◆ PASSAGE TO READ ◆

It was an object of curiosity how Iran would retaliate to the killing of Qassem Soleimani, commander of the Iranian Revolutionary Guard's Quds Force, by the U.S. during an operation in Iraq.
Early Wednesday morning, Iran struck the U.S.'s Ain al-Asad airbase in Iraq with dozens of ballistic missiles. Iran's TV Mehr announced that the attack was carried out by the Revolutionary Guards themselves.
Although Tehran named the Operation "Martyr Soleimani," it is clear that there was no equivalent response to the U.S. move that "overthrew the vizier."
Moreover, the country's religious leader Ali Khamenei's instruction that "the Iranian army should give the answer" had already made clear possible U.S. targets – the U.S. bases and embassies in neighboring countries that surround Iran from all quarters in the region and of course Washington's allies, such as Saudi Arabi and Israel.
So, it does not seem like a surprise for the U.S., which will not experience the war at home or on its borders, unlike Iran. This time, Tehran's retaliation will do nothing but contribute to the strategy of President Donald Trump, who will run in the 2020 election.

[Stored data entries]
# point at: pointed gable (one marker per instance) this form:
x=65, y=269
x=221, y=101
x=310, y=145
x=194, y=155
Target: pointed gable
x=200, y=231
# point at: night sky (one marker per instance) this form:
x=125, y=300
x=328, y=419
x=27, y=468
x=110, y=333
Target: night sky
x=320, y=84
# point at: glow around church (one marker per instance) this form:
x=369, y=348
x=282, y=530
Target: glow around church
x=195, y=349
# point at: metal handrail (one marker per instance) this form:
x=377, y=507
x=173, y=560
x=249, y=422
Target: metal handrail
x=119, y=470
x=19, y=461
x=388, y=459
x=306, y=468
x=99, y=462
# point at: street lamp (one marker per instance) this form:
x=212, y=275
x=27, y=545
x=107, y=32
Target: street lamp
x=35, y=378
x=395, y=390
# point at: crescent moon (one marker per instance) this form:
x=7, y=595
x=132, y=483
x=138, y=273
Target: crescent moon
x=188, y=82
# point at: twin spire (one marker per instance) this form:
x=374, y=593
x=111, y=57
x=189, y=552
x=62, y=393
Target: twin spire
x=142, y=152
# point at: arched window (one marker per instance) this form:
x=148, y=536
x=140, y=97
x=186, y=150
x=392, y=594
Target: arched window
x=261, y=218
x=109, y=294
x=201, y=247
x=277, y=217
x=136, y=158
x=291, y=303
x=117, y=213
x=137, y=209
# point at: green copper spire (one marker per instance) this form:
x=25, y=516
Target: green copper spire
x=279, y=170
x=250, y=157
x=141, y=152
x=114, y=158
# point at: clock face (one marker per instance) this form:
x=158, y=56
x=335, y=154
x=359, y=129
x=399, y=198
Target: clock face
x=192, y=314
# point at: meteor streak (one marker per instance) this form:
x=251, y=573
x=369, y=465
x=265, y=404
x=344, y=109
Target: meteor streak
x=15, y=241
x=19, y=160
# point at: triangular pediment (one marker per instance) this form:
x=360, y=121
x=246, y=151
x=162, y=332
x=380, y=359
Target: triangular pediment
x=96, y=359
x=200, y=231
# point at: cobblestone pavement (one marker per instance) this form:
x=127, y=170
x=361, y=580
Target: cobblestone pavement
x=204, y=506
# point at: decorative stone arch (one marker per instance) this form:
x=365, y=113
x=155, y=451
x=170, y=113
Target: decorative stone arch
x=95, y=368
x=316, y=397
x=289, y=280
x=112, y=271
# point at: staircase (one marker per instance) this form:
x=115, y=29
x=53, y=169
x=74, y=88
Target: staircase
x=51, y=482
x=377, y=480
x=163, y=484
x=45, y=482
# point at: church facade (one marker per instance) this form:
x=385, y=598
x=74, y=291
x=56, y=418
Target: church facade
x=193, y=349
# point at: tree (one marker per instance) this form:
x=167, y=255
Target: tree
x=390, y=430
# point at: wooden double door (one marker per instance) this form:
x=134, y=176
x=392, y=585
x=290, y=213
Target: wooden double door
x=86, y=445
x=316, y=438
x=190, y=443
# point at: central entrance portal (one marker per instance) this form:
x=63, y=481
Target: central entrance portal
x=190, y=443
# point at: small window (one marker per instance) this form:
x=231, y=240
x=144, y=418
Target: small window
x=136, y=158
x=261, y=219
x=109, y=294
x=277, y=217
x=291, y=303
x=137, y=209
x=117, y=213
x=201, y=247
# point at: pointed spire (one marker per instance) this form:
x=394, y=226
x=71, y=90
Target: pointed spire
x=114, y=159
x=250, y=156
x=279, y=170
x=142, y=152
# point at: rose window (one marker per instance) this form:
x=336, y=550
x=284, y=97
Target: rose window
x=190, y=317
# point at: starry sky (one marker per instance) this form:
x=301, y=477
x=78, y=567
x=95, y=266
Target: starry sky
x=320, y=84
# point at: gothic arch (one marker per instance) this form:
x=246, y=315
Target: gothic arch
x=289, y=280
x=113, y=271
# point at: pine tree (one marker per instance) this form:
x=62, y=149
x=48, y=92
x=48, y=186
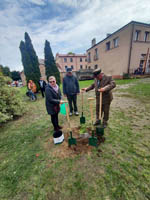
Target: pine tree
x=30, y=60
x=50, y=65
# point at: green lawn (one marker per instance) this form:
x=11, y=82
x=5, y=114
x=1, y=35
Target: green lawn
x=30, y=169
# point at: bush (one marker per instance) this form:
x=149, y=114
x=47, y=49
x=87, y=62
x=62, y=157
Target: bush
x=11, y=103
x=126, y=76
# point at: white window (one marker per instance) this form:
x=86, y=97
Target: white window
x=137, y=35
x=116, y=42
x=108, y=46
x=146, y=36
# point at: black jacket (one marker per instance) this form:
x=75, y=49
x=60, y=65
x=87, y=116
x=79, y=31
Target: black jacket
x=52, y=100
x=70, y=85
x=44, y=85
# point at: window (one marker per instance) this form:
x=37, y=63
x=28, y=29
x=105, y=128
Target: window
x=107, y=46
x=115, y=42
x=146, y=36
x=89, y=57
x=137, y=35
x=96, y=54
x=96, y=66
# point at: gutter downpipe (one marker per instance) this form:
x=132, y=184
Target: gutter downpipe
x=130, y=50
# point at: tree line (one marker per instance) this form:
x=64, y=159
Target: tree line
x=31, y=64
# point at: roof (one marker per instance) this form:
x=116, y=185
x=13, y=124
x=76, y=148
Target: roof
x=132, y=22
x=71, y=55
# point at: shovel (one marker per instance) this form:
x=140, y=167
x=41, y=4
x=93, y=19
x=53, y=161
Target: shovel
x=71, y=140
x=99, y=128
x=92, y=140
x=82, y=118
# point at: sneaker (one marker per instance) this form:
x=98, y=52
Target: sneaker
x=70, y=114
x=97, y=123
x=105, y=124
x=60, y=127
x=76, y=113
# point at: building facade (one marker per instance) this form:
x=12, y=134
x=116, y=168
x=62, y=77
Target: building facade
x=122, y=52
x=42, y=70
x=75, y=61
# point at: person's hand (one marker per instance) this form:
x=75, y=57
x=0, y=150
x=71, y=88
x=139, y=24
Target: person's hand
x=101, y=90
x=61, y=101
x=83, y=89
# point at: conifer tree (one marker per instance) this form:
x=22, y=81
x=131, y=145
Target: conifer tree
x=30, y=60
x=50, y=65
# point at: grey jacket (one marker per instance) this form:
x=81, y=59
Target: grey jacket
x=52, y=100
x=70, y=85
x=108, y=83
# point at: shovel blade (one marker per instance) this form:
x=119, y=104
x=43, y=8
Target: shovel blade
x=99, y=130
x=93, y=141
x=82, y=120
x=72, y=141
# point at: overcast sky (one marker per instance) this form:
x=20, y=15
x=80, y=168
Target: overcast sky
x=69, y=25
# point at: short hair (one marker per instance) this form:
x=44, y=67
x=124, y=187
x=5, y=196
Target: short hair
x=51, y=78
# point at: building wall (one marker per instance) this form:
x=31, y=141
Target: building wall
x=127, y=55
x=139, y=47
x=76, y=63
x=114, y=61
x=42, y=70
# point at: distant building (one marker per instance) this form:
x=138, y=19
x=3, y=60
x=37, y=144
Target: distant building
x=75, y=61
x=123, y=51
x=42, y=70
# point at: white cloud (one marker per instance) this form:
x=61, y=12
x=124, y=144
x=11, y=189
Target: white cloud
x=95, y=18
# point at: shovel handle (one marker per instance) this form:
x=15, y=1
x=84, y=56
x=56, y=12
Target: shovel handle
x=67, y=114
x=100, y=106
x=82, y=100
x=91, y=110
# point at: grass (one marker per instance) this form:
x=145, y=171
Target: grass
x=30, y=170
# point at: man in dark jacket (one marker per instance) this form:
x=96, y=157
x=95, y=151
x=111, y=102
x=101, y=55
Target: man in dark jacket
x=53, y=100
x=70, y=90
x=42, y=85
x=102, y=84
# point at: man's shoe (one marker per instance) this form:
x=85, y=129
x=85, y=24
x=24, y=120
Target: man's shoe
x=76, y=113
x=96, y=123
x=105, y=124
x=60, y=127
x=70, y=114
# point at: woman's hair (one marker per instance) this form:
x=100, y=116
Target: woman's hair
x=51, y=78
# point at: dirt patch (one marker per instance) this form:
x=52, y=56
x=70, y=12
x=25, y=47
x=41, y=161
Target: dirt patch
x=63, y=150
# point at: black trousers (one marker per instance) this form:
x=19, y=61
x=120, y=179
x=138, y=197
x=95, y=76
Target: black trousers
x=42, y=91
x=72, y=99
x=54, y=120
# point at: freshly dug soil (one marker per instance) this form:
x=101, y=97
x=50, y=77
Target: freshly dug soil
x=63, y=150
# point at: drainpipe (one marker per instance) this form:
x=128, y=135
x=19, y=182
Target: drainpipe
x=130, y=50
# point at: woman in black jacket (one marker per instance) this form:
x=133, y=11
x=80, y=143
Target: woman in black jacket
x=53, y=101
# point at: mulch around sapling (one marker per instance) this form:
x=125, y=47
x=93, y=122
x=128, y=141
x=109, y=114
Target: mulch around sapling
x=63, y=150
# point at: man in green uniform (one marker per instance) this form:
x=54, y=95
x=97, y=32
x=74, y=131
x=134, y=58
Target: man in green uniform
x=102, y=84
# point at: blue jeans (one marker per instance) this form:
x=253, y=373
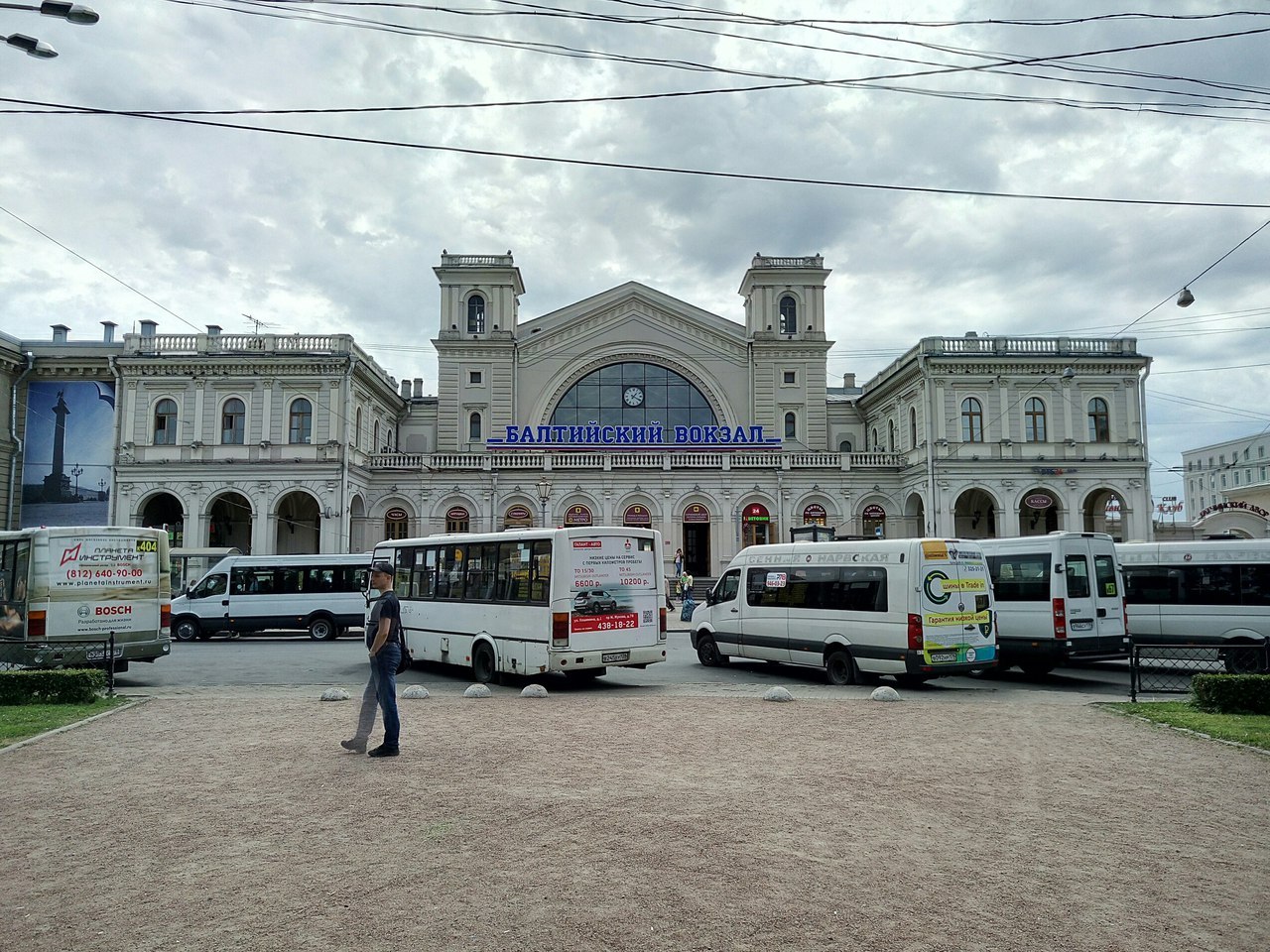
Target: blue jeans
x=381, y=693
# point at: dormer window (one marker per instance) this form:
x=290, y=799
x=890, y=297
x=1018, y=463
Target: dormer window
x=475, y=313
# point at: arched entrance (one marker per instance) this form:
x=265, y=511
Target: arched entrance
x=299, y=526
x=1038, y=513
x=697, y=539
x=1105, y=512
x=756, y=526
x=166, y=512
x=974, y=516
x=230, y=522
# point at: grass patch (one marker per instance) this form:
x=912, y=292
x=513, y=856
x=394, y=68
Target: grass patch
x=1243, y=729
x=22, y=721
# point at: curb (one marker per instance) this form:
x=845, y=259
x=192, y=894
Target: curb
x=132, y=702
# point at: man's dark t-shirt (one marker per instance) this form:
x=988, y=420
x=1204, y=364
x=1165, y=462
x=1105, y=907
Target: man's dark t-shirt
x=386, y=606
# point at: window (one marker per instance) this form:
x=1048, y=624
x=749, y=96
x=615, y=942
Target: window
x=397, y=525
x=789, y=315
x=166, y=422
x=1034, y=420
x=302, y=425
x=1100, y=426
x=971, y=420
x=475, y=313
x=232, y=419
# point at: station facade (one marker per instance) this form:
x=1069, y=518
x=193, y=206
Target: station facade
x=626, y=408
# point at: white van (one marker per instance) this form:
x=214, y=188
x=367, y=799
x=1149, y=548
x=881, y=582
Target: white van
x=1202, y=592
x=1060, y=597
x=322, y=594
x=913, y=608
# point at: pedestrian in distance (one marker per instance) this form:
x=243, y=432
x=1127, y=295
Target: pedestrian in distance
x=385, y=643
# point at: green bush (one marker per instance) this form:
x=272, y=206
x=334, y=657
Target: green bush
x=1232, y=693
x=51, y=687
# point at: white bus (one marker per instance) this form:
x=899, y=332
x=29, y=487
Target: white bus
x=913, y=608
x=1202, y=592
x=322, y=594
x=84, y=584
x=530, y=602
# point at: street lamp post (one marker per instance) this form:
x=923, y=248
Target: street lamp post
x=544, y=495
x=71, y=13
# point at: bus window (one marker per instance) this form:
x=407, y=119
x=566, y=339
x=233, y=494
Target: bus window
x=1078, y=576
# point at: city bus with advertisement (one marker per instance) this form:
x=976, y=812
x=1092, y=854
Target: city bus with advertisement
x=530, y=602
x=84, y=584
x=916, y=608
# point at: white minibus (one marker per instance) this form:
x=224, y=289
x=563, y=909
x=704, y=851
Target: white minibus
x=84, y=584
x=1060, y=598
x=913, y=608
x=322, y=594
x=1202, y=592
x=529, y=602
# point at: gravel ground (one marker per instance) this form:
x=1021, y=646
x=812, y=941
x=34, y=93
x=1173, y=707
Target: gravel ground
x=616, y=823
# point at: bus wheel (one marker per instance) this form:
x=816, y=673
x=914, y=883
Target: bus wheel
x=186, y=630
x=1247, y=660
x=322, y=629
x=841, y=667
x=483, y=662
x=707, y=653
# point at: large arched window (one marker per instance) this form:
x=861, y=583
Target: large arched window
x=971, y=420
x=475, y=313
x=634, y=395
x=232, y=421
x=302, y=421
x=1034, y=420
x=166, y=422
x=789, y=315
x=1100, y=424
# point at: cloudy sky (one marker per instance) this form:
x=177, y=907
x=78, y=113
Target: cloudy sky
x=307, y=163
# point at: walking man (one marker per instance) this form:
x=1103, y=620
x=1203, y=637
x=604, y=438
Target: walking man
x=385, y=643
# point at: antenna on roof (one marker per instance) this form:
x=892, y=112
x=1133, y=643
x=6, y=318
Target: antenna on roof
x=258, y=322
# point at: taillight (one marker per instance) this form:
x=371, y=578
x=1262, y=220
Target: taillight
x=1060, y=619
x=561, y=630
x=915, y=633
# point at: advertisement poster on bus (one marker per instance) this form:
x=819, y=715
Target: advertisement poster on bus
x=102, y=584
x=613, y=584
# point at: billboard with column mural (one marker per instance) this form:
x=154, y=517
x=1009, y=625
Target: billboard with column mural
x=67, y=452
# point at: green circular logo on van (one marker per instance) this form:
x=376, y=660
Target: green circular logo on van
x=930, y=589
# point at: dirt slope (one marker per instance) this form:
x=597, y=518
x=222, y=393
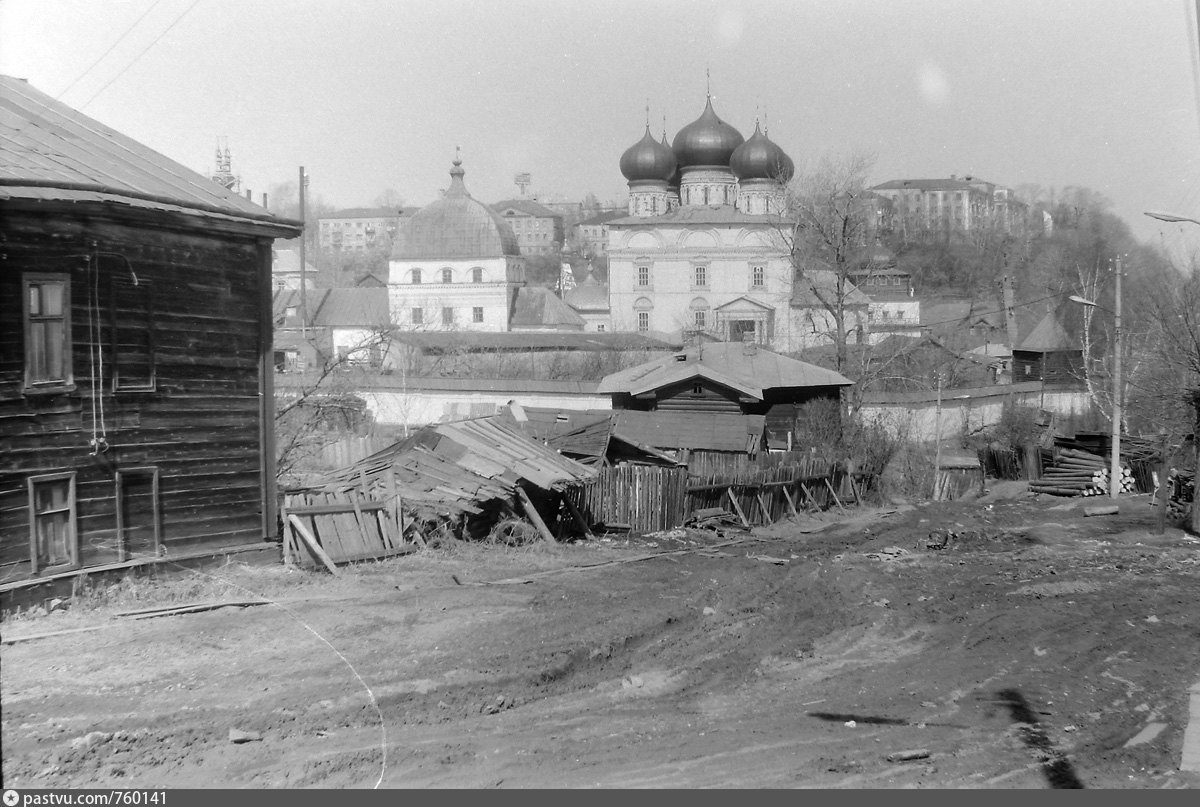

◆ USING THE INFORMATION ◆
1 – Reproduce the part of the passage on Iran's retaliation that opens with the words containing "Moreover, the country's" and closes with "the 2020 election.".
2 – Name every person mentioned in the passage on Iran's retaliation.

◆ SOLVED TASKS ◆
1 –
Moreover, the country's religious leader Ali Khamenei's instruction that "the Iranian army should give the answer" had already made clear possible U.S. targets – the U.S. bases and embassies in neighboring countries that surround Iran from all quarters in the region and of course Washington's allies, such as Saudi Arabi and Israel.
So, it does not seem like a surprise for the U.S., which will not experience the war at home or on its borders, unlike Iran. This time, Tehran's retaliation will do nothing but contribute to the strategy of President Donald Trump, who will run in the 2020 election.

2 – Qassem Soleimani, Ali Khamenei, Donald Trump